Work instruction A: Write out the part of the news excerpt about the Presidents Conference and HIAS that begins at the words "The group mostly" and ends after the words "against the administration.".
Work instruction B: According to the news excerpt about the Presidents Conference and HIAS, in at least how many lawsuits against the administration has HIAS been lead plaintiff?
Work instruction C: Continue the news excerpt about the Presidents Conference and HIAS from its last sentence.

Extract provided:

[Start of section]

The injection of immigration politics into Presidents Conference deliberations underscores the degree to which the left-right divide in Jewish communal affairs has increasingly expanded beyond narrow Israel matters to reflect the country’s wider political discord.

The group mostly lobbies the U.S. government’s executive branch, which is why Lob’s nomination was unusual, given the antagonistic relationship between HIAS and the Trump administration. HIAS has clashed repeatedly with the current administration on its immigration policy and has been lead plaintiff in at least two lawsuits against the administration.

One possible result of the delay in Lob becoming board chair is that Joe Biden, the presumptive Democratic nominee who is much more sympathetic to HIAS’ immigration posture, may be president when she does.

The White House, according to a Jewish organizational source, did not object to Lob as the conference chairwoman as long as immigration was not on the agenda — an easy ask, considering the Presidents Conference does not deal with domestic issues. A Trump administration official who deals with the Jewish community did not respond to requests for comment.

[End of section]

Raw data:
[Start of section]

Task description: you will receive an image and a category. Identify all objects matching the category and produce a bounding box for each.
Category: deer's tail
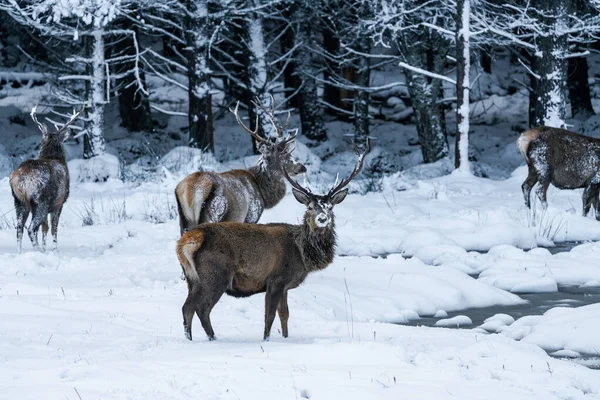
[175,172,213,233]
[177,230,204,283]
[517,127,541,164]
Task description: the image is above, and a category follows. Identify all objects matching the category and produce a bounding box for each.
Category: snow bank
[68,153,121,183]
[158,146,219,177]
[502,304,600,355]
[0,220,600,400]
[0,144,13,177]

[End of section]
[Start of section]

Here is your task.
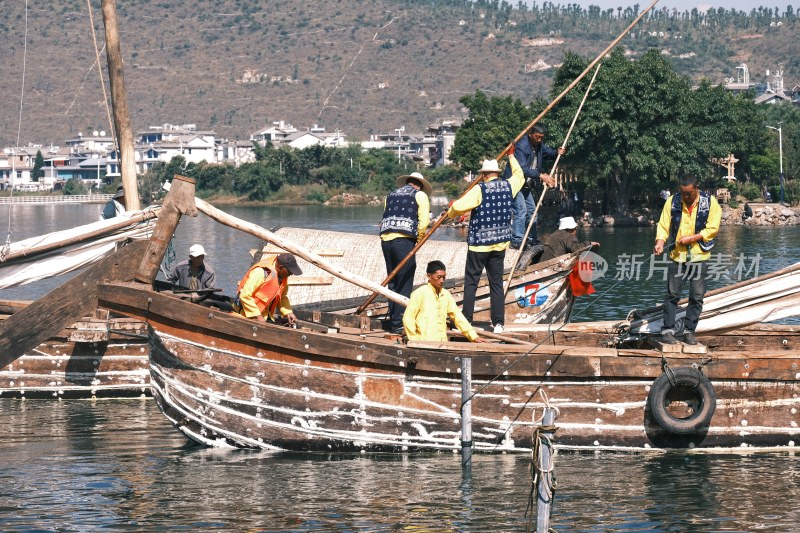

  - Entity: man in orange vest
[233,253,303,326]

[End of section]

Result A:
The group mostly lobbies the U.S. government’s executive branch, which is why Lob’s nomination was unusual, given the antagonistic relationship between HIAS and the Trump administration. HIAS has clashed repeatedly with the current administration on its immigration policy and has been lead plaintiff in at least two lawsuits against the administration.

Result B: At least two.

Result C:
The vote leaves the Presidents Conference openly divided at a crucial moment. Lob has been forced into a defensive position, emphasizing in a letter to the group’s constituents her bona fides as the daughter of German refugees and her embrace of mainstream pro-Israel positions, including rejecting the boycott Israel movement as “reprehensible” and calling anti-Zionism “a modern form of Jew-hatred.”

Meanwhile Klein, who prides himself on confronting Israeli leaders over actions he feels endanger Israel and chides other Jewish officials for not following his lead, has burst into public view again. His organization has criticized HIAS for years, saying it allies itself with critics of Israel and claiming that its work makes Jews in America less safe. In fact, all recent terror attacks against Jewish Americans have been carried out by native-born Americans, including the deadly Tree of Life shooting in Pittsburgh whose perpetrator said he was motivated by hatred of HIAS.

The rancor between Klein and HIAS erupted in 2018 with a complaint filed by HIAS against the ZOA, which accused the group of violating Presidents Conference rules by making ad hominem attacks. The complaint earned the ZOA a rare reprimand.

Klein’s campaign against Lob has unleashed a countervailing burst of criticism of the ZOA leader. And the resulting compromise sparked furious reactions from Jewish women leaders and from those on the left who see the Presidents Conference as overly cowed by the right wing. Lob would be only the third chairwoman in the umbrella group’s nearly 65-year history, and the Presidents Conference has been slammed on social media for group photos that are exclusively male.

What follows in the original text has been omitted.